EXERCISE PASSAGE
The Biology of Trauma Initiative

BTI logo

In July 2022, the Broad Institute of MIT and Harvard launched the Biology of Trauma Initiative (BTI). Led by Karestan Koenen, an international leader in the field of trauma research, institute member at the Broad, and a professor of psychiatric epidemiology at the Harvard T.H. Chan School of Public Health, this new pilot aims to increase understanding of the biological impact of trauma, with the ultimate goal of improving the health and well-being of trauma survivors.

BTI is currently engaged in a four-year exploratory and foundation-building period primarily aimed at convening a wide community of multidisciplinary scientific leaders, initiating large-scale genetic analysis to lead new lines of biological inquiry, and building a plan for a long-term, transformative scientific effort. We are working closely with our partners at the Broad Institute, including Steve Hyman, director of the Stanley Center for Psychiatric Research.

PROVIDED MATERIAL
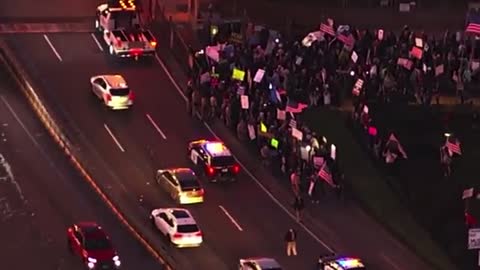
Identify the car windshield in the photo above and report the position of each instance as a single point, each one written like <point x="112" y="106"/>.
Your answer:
<point x="223" y="161"/>
<point x="188" y="228"/>
<point x="97" y="244"/>
<point x="119" y="91"/>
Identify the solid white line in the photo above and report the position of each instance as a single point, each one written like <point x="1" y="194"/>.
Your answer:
<point x="52" y="47"/>
<point x="390" y="261"/>
<point x="96" y="41"/>
<point x="114" y="138"/>
<point x="231" y="218"/>
<point x="156" y="126"/>
<point x="275" y="200"/>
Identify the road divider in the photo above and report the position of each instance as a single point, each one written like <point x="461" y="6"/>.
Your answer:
<point x="52" y="47"/>
<point x="8" y="58"/>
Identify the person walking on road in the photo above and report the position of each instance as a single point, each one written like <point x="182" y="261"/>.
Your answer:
<point x="298" y="206"/>
<point x="295" y="182"/>
<point x="291" y="240"/>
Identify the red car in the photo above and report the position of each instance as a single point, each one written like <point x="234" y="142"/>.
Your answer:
<point x="90" y="242"/>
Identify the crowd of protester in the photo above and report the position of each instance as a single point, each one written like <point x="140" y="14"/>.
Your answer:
<point x="259" y="88"/>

REQUIRED WORK
**1)** In the Biology of Trauma Initiative text, translate this sentence into Spanish: "In July 2022, the Broad Institute of MIT and Harvard launched the Biology of Trauma Initiative (BTI)."
**2)** Turn the paragraph of the Biology of Trauma Initiative text that begins "BTI is currently engaged" into a short bulleted list that keeps its main facts.
**3)** From the Biology of Trauma Initiative text, extract everything from "BTI is currently" down to "for Psychiatric Research.", without altering a word.

ANSWERS FOR EACH ITEM
**1)** En julio de 2022, el Broad Institute del MIT y Harvard puso en marcha la Biology of Trauma Initiative (BTI).

**2)**
- BTI is in a four-year exploratory and foundation-building period.
- Its main aims are to convene a wide community of multidisciplinary scientific leaders, to start large-scale genetic analysis that will lead new lines of biological inquiry, and to build a plan for a long-term, transformative scientific effort.
- It works closely with partners at the Broad Institute, including Steve Hyman, director of the Stanley Center for Psychiatric Research.

**3)**
BTI is currently engaged in a four-year exploratory and foundation-building period primarily aimed at convening a wide community of multidisciplinary scientific leaders, initiating large-scale genetic analysis to lead new lines of biological inquiry, and building a plan for a long-term, transformative scientific effort. We are working closely with our partners at the Broad Institute, including Steve Hyman, director of the Stanley Center for Psychiatric Research.